What is being asked: Could you put the material below into a numbered list, leaving out any blank lines?

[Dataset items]
— begin —

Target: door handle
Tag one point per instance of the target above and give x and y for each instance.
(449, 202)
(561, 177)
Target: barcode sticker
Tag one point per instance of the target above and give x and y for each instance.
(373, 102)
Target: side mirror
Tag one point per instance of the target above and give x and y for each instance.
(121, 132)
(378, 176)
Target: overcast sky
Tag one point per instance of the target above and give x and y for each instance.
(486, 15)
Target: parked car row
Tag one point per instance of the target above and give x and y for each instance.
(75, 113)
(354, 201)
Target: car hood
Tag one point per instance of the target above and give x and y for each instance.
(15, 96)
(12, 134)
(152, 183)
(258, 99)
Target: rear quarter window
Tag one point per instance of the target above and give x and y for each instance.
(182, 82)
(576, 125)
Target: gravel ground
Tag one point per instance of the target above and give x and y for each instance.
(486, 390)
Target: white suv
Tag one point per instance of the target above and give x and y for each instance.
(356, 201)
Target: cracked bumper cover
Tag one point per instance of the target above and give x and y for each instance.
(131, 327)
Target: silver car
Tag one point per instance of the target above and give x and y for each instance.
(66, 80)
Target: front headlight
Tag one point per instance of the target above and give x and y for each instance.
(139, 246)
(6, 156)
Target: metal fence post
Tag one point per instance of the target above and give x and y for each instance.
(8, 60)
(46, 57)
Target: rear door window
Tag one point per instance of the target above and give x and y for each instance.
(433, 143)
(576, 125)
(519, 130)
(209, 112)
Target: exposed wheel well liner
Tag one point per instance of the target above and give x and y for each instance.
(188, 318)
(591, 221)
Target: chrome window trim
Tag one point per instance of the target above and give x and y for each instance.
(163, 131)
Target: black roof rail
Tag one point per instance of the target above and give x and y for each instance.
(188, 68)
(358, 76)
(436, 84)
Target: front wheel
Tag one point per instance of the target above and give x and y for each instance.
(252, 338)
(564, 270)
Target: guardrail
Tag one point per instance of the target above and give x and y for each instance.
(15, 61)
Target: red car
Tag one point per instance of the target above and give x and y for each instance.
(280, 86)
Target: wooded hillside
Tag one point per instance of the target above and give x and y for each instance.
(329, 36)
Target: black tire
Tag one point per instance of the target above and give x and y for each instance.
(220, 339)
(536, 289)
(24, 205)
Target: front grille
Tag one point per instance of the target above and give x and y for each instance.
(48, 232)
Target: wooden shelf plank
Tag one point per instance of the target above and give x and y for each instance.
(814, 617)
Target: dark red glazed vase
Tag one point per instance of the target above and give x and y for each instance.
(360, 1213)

— end —

Correct response:
1. Target: door handle
2. Tag one point per instance of the target above and give x and y for each instance.
3. (449, 202)
4. (561, 177)
5. Target: barcode sticker
6. Tag one point per instance of the target above and give x and y for each instance.
7. (373, 102)
8. Target: side mirror
9. Tag one point per instance of the target above and give x and y for each instance.
10. (121, 132)
11. (378, 176)
12. Target: overcast sky
13. Tag one point per instance of the target above and give x and y for each instance.
14. (486, 15)
15. Target: parked car row
16. Tag one point per instance of the target above and give x and y for each instance.
17. (75, 113)
18. (354, 201)
19. Target: car hood
20. Tag one point per instance of the target above and give x and y for each instance.
21. (15, 96)
22. (12, 134)
23. (152, 183)
24. (258, 99)
25. Target: rear quarter window
26. Tag one point per instance of the target above and give x and y for each instance.
27. (182, 82)
28. (576, 125)
29. Target: gravel ground
30. Tag one point per instance of the target above and give x and y for each instance.
31. (486, 390)
32. Target: white suv
33. Tag one point per instance of the target above and give x and y for each instance.
34. (356, 201)
35. Target: cracked bumper cover
36. Tag one point per instance of the target above and give x and y for each instance.
37. (131, 327)
38. Target: silver car
39. Tag one point per instance of the target above and give x and y for each instance.
40. (66, 80)
41. Target: front headlight
42. Tag one point per instance of the target above and give x and y for each instance.
43. (139, 246)
44. (6, 156)
45. Target: metal fence post
46. Tag one point per instance of the target above and give x and y for each instance.
47. (8, 60)
48. (46, 57)
49. Target: rear door window
50. Tag one point per instance of the target above and give x and y for each instance.
51. (433, 143)
52. (576, 125)
53. (519, 130)
54. (209, 112)
55. Target: exposed wheel well liner
56. Tag one point per instance of the target above and give x and y for each instance.
57. (188, 318)
58. (591, 221)
59. Target: chrome window trim
60. Tag one point per instance of the target above and give x and y for each instance.
61. (163, 131)
62. Target: black roof rail
63. Tag one point per instance of the target above and give x and y for each instance.
64. (188, 68)
65. (358, 76)
66. (436, 84)
67. Target: front wheel
68. Tag one point per instance of the target above and give x and y for each instance.
69. (252, 338)
70. (564, 270)
71. Target: guardrail
72. Tag one point per instance of the target above and give x and y for each instance.
73. (15, 61)
74. Target: red car
75. Tag one point per instance of the target above and give x and y for each instance.
76. (280, 86)
77. Target: wooded hillside
78. Tag one point per instance of the target above and give x and y for each instance.
79. (329, 36)
80. Target: black tire
81. Tag one point per instance of the target above and give x and y for each instance.
82. (220, 339)
83. (536, 289)
84. (24, 205)
85. Target: front grille
86. Tag one point per instance of the target above and give x and y for each instance.
87. (48, 232)
88. Target: wooden shelf plank
89. Tag one point per instance of the target above and give x and y for each instance.
90. (814, 617)
91. Target: dark red glazed vase
92. Tag one point per instance of the target above and give x and y for each instance.
93. (360, 1213)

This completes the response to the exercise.